How to project a point cloud to a depth image using Open3D's project_to_depth_image?

My end goal is to generate a top down / side orthographic (or close to orthographic) views from a point cloud using Open3D (which is easy to install via pip install open3d)

I'm trying to find the simplest method. One option is to use the visualiser's capture_screen_float_buffer however I'd like to avoid using 2 renders (one for each view).

I've also spotted open3d.t.geometry.PointCloud.project_to_depth_image.

I've tried to adapt their geometry/point_cloud_to_depth.py example to load a point cloud instead of using an RGBD image which gets converted to a pointcloud (like their example).

The issue I have is that I get all zeros for the depth image from an arbitrary point cloud.

Here's the example as I've modified it (sans license for brevity):


import open3d as o3d
import numpy as np
import matplotlib.pyplot as plt
from math import radians

if __name__ == '__main__':

    def get_intrinsic(width, height):
        return o3d.core.Tensor([[1, 0, width * 0.5], 
                                [0, 1, height * 0.5],
                                [0, 0, 1]])

    def get_extrinsic(x = 0, y = 0, z = 0, rx = 0, ry = 0, rz = 0):
        extrinsic = np.eye(4)
        extrinsic[:3,  3] = (x, y, z)
        extrinsic[:3, :3] = o3d.geometry.get_rotation_matrix_from_axis_angle([radians(rx),radians(ry), radians(rz)])
        return extrinsic

    def compute_show_reprojection(pcd, width, height, intrinsic, extrinsic):
        depth_reproj = pcd.project_to_depth_image(width,
                                                  height,
                                                  intrinsic,
                                                  extrinsic,
                                                  depth_scale=5000.0,
                                                  depth_max=10.0)

        
        fig, axs = plt.subplots(1, 2)
        axs[0].imshow(np.asarray(depth.to_legacy()))
        axs[1].imshow(np.asarray(depth_reproj.to_legacy()))
        plt.show()
        
    
    width, height = 640, 480
    intrinsic = get_intrinsic(width, height)
    extrinsic = get_extrinsic()
    # original example data
    tum_data = o3d.data.SampleTUMRGBDImage()
    depth = o3d.t.io.read_image(tum_data.depth_path)
    pcd = o3d.t.geometry.PointCloud.create_from_depth_image(depth,
                                                            intrinsic,
                                                            extrinsic,
                                                            depth_scale=5000.0,
                                                            depth_max=10.0)

#### Written tasks
#1 In the Open3D depth-projection question, what does the poster get for the depth image when starting from an arbitrary point cloud?
#2 Pick up the Open3D depth-projection question after its last line of code and continue it.
The listing has nothing to do with this.

#### Available data

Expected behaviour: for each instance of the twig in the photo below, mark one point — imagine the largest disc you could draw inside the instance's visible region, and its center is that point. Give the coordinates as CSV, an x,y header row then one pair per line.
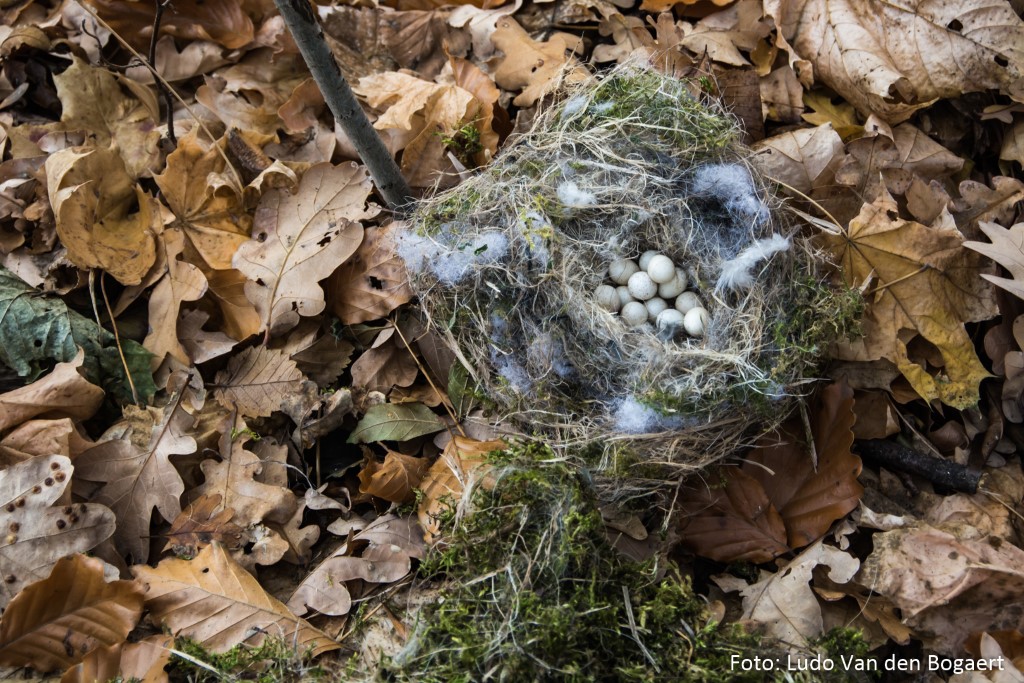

#### Answers to each task
#1 All zeros.

#2
    compute_show_reprojection(pcd, width, height, intrinsic, get_extrinsic(z=1, rz=-45))

    # testing a differen point cloud
    pcd_data = o3d.data.PCDPointCloud()
    pcd = o3d.io.read_point_cloud(pcd_data.path)
    pcd = o3d.t.geometry.PointCloud.from_legacy(pcd)
    c   = pcd.get_center().numpy()
    minb= pcd.get_min_bound().numpy()
    maxb= pcd.get_max_bound().numpy()
    print('point cloud center', c)
    print('min', minb)
    print('max', maxb)
    compute_show_reprojection(pcd, width, height, intrinsic, get_extrinsic(c[0], c[1] + 1, c[2] + 1))

This is a plot of the TUM depth image and point cloud projected image (where I experimented with a different camera pose) and that works as expected:

This is a lot of the same TUM depth image and a "blank" image on the right where I'm expecting a different depth map from an arbitrary point cloud:

I'm not sure if it's a matter of not placing the camera in the right place, a limitation of project_to_depth_image not able to project from a sparse/arbitrary point cloud or something else I'm might be missing.

Is it possible to project_to_depth_image with an arbitrary point cloud ? If so, how ? (If not, what Open3D techniques (other than creating a separate visualiser/render) can you recommend ?)

(I've tested with Open3D 0.16.0 on Windows 11 (which sadly means I can't rely on headless rendering)

Update: when you zoom into the second image a tiny tiny point cloud can actually be spoted.

I've made a bit of progress adding test keyboard shortcuts to move around a bit (changing the extrinsics matrix):

import open3d as o3d
import numpy as np
import matplotlib.pyplot as plt
from math import radians

import cv2
from time import time

if __name__ == '__main__':

    def get_intrinsic(width, height):
        return o3d.core.Tensor([[1, 0, width * 0.5], 
                                [0, 1, height * 0.5],
                                [0, 0, 1]])

    def get_extrinsic(x = 0, y = 0, z = 0, rx = 0, ry = 0, rz = 0):
        extrinsic = np.eye(4)
        extrinsic[:3,  3] = (x, y, z)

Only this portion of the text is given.